Provided material ▸
------------

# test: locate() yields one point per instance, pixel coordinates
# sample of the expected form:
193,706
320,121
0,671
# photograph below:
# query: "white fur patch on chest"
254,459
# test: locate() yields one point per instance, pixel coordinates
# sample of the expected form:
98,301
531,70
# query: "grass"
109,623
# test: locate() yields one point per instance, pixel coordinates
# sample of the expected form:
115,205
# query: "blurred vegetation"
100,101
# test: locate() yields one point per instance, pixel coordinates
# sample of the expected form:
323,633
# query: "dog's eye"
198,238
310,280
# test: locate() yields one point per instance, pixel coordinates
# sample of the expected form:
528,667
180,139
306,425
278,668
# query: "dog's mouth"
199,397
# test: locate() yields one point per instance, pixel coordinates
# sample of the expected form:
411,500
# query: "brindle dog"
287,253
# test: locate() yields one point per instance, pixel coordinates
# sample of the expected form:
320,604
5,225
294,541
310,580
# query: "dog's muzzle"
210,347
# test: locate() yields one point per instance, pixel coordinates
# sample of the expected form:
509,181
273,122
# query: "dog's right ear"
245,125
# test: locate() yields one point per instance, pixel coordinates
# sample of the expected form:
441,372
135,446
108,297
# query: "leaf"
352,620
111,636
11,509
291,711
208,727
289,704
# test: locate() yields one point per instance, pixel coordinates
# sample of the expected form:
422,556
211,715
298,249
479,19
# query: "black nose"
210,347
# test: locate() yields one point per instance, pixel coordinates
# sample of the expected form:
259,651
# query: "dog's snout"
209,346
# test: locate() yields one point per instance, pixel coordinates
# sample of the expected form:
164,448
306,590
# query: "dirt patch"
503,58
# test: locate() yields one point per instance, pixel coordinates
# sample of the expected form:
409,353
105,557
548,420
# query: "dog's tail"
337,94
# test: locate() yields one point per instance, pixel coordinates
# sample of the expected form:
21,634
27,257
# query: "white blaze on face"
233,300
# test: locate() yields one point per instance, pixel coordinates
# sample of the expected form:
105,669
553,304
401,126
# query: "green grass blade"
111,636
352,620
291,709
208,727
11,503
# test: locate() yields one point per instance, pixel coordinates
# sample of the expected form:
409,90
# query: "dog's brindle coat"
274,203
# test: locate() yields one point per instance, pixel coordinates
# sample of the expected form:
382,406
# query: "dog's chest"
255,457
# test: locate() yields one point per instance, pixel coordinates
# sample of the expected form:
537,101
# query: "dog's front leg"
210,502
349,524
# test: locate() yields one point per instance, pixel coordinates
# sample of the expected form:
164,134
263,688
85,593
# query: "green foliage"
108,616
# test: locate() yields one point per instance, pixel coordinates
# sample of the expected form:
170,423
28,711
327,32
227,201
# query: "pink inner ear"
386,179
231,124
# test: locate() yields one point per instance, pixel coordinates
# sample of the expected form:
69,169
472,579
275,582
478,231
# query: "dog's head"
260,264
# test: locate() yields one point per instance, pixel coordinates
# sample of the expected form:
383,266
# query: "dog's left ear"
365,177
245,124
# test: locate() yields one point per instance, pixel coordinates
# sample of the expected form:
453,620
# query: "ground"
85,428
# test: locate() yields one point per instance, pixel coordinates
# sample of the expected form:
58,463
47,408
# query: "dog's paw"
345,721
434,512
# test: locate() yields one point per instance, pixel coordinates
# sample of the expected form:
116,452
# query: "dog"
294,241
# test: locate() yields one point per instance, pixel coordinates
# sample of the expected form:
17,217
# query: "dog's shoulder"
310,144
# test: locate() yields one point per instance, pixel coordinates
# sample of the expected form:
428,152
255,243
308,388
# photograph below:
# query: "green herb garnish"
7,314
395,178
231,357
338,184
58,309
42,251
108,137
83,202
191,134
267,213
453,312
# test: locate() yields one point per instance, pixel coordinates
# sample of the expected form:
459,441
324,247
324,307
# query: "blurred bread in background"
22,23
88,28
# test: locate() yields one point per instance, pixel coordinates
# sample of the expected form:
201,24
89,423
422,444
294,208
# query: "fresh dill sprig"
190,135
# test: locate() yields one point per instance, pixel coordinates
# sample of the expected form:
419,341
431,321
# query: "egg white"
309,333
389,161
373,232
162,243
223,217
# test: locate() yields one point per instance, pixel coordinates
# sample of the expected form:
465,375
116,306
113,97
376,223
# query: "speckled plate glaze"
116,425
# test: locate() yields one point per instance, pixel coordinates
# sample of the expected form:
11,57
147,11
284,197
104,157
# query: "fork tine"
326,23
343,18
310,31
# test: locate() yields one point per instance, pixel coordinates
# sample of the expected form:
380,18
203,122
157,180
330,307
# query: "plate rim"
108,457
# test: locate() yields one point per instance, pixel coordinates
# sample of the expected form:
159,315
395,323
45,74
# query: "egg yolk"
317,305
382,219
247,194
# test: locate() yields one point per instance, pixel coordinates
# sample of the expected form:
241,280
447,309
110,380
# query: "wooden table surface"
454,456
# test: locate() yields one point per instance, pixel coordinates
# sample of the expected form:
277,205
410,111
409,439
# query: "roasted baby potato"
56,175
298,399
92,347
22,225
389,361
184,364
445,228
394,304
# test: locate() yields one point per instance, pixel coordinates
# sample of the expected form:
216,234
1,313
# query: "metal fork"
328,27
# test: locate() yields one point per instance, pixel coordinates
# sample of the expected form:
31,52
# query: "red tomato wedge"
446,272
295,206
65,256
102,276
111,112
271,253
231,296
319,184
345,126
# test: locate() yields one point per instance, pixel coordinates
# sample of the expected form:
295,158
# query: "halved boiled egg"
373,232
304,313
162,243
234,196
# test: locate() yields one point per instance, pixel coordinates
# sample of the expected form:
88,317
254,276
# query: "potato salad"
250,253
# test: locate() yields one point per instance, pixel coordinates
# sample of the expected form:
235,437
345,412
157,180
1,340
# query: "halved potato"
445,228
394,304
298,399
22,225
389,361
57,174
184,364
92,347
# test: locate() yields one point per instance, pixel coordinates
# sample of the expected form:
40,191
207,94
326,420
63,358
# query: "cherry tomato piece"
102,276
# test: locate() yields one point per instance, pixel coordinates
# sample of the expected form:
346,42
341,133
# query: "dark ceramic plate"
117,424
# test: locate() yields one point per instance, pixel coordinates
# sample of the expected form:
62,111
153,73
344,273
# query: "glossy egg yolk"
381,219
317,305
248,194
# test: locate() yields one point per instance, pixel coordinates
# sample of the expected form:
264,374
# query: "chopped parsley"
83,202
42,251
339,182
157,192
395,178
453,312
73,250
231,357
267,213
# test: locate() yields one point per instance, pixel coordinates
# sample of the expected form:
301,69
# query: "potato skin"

------------

What you are asked to do ▸ Retype the records in full. Keep every line identical to the original.

Correct response ▸
# test: locate() yields one point per instance, pixel coordinates
# sample of the expected form:
193,706
320,121
0,671
# photograph below:
# query: "white fur patch on chest"
254,459
# test: locate() yields one point per instance, pixel coordinates
# sample of the expected form:
98,301
531,70
# query: "grass"
109,623
# test: locate() yields one point per instance, pixel coordinates
# sample of the expected form:
115,205
# query: "blurred vegetation"
100,101
# test: locate() yields one point per instance, pixel coordinates
# sample of the expected form:
323,633
# query: "dog's eye"
198,238
310,280
# test: locate() yields one point per instance, pixel coordinates
# sample of the expected form:
528,667
180,139
306,425
278,668
# query: "dog's mouth"
199,397
# test: locate() yields one point per instance, pixel coordinates
# sample of the expected form:
411,500
# query: "brindle dog"
287,253
# test: locate() yields one point per instance, pixel coordinates
# sample of the expected form:
320,604
5,225
294,541
310,580
# query: "dog's muzzle"
210,347
# test: locate() yields one point per instance, pixel coordinates
# sample of the expected form:
509,181
273,122
# query: "dog's right ear"
245,125
# test: locate() yields one point per instance, pixel coordinates
# sample of the expected form:
441,372
135,446
108,297
# query: "leaf"
352,620
111,636
11,509
291,711
208,727
289,704
# test: locate() yields one point per instance, pixel coordinates
# sample of the expected form:
422,556
211,715
298,249
479,19
# query: "black nose"
210,347
# test: locate() yields one point per instance, pixel coordinates
# sample of the expected form:
259,651
# query: "dog's snout"
209,346
# test: locate() yields one point per instance, pixel coordinates
# sample of the expected form:
164,448
306,590
# query: "dirt patch"
503,58
# test: locate() yields one point per instance, pixel coordinates
# sample of the expected form:
409,353
105,557
548,420
# query: "dog's tail"
337,94
# test: locate() yields one point per instance, pixel coordinates
# sample of the expected form:
21,634
27,257
# query: "white blaze on face"
233,300
# test: locate() yields one point per instance, pixel coordinates
# sample of the expected form:
105,669
553,304
401,126
# query: "green grass blade"
111,636
352,620
291,709
208,727
11,503
# test: locate() yields one point per instance, pixel coordinates
# sample of the expected form:
409,90
# query: "dog's brindle coat"
274,203
# test: locate() yields one point per instance, pixel coordinates
# sample of the expected form:
382,406
# query: "dog's chest"
255,457
# test: locate() yields one point per instance, pixel coordinates
# sample of the expected form:
537,101
# query: "dog's front leg"
210,502
349,524
# test: locate() yields one point per instance, pixel coordinates
# sample of the expected form:
164,134
263,688
85,593
# query: "green foliage"
108,616
# test: locate() yields one point per instance, pixel coordinates
# sample of the expected form:
170,423
28,711
327,32
227,201
# query: "pink inner ear"
386,179
231,124
# test: locate() yields one point per instance, pixel coordinates
# sample of the expected form:
69,169
472,579
275,582
478,231
# query: "dog's head"
260,264
# test: locate() yields one point per instance, pixel coordinates
# sample of the expected form:
383,266
# query: "dog's left ear"
365,177
245,124
# test: locate() yields one point per instance, pixel coordinates
# sample of the expected form:
453,620
# query: "ground"
85,428
# test: locate() yields one point per instance, pixel coordinates
# sample of the expected form:
58,463
47,408
# query: "dog's paw"
345,721
434,512
# test: locate() yields one point per instance, pixel coordinates
# sample of the expected form:
116,452
# query: "dog"
294,241
# test: locate() yields one point per instance, pixel coordinates
# sample of the expected form:
17,217
# query: "dog's shoulder"
310,144
# test: locate() yields one point per instance, pixel coordinates
# sample of the expected form:
428,152
255,243
308,388
# photograph below:
# query: "green herb garnish"
7,314
395,178
231,357
338,184
58,309
42,251
108,137
83,202
191,134
267,213
453,312
# test: locate() yields one point per instance, pixel coordinates
# sample of the expected form:
459,441
324,247
324,307
# query: "blurred bread in background"
22,23
88,28
# test: locate() yields one point per instance, pixel coordinates
# sample of the expected form:
201,24
89,423
422,444
294,208
# query: "fresh dill sprig"
190,135
# test: locate() yields one point per instance, pixel coordinates
# sample of the expected form:
419,341
431,321
# query: "egg white"
309,333
389,161
373,232
162,243
223,217
# test: locate() yields one point per instance, pixel coordinates
# sample of the expected form:
465,375
116,306
113,97
376,223
# query: "speckled plate glaze"
116,425
# test: locate() yields one point per instance, pixel coordinates
# sample of the expected form:
11,57
147,11
284,197
104,157
# query: "fork tine"
326,23
343,18
310,31
# test: locate() yields one point per instance, pixel coordinates
# sample of the expected form:
380,18
203,122
157,180
330,307
# query: "plate rim"
108,457
# test: locate() yields one point per instance, pixel coordinates
# sample of the expected form:
159,315
395,323
45,74
# query: "egg yolk"
317,305
382,219
247,194
# test: locate() yields one point per instance, pixel coordinates
# sample of the expected form:
241,280
447,309
110,380
# query: "wooden table surface"
454,456
# test: locate() yields one point per instance, pixel coordinates
# sample of the expected form:
277,205
410,111
409,439
# query: "roasted baby potato"
56,175
298,399
92,347
22,225
389,361
184,364
445,228
394,304
# test: locate() yields one point per instance, pixel coordinates
# sample of the expected form:
216,234
1,313
# query: "metal fork"
328,27
# test: locate() yields one point per instance, pixel coordinates
# sample of the expected form:
31,52
# query: "red tomato wedge"
446,272
295,206
65,256
102,276
111,112
271,253
231,296
319,184
345,126
# test: locate() yields one point per instance, pixel coordinates
# sample of the expected form:
295,158
# query: "halved boiled egg"
373,232
304,313
162,243
234,196
# test: locate() yields one point per instance, pixel coordinates
# sample of the expected form:
88,317
254,276
# query: "potato salad"
250,253
# test: locate() yields one point per instance, pixel coordinates
# sample of the expected form:
235,437
345,412
157,180
1,340
# query: "halved potato"
445,228
394,304
298,399
22,225
389,361
57,174
184,364
92,347
# test: locate() yields one point per instance, pixel coordinates
# sample of the expected form:
40,191
207,94
326,420
63,358
# query: "cherry tomato piece"
102,276
# test: locate() yields one point per instance, pixel coordinates
# sample of the expected form:
346,42
341,133
# query: "dark ceramic plate"
117,424
# test: locate() yields one point per instance, pixel coordinates
# sample of the expected form:
62,111
153,73
344,273
# query: "glossy egg yolk"
381,219
317,305
248,194
# test: locate() yields one point per instance, pixel coordinates
# sample of the expected form:
264,374
# query: "chopped parsley"
83,202
42,251
339,182
157,192
395,178
453,312
73,250
231,357
267,213
# test: locate() yields one point per instance, pixel coordinates
# sample of the expected form:
301,69
# query: "potato skin"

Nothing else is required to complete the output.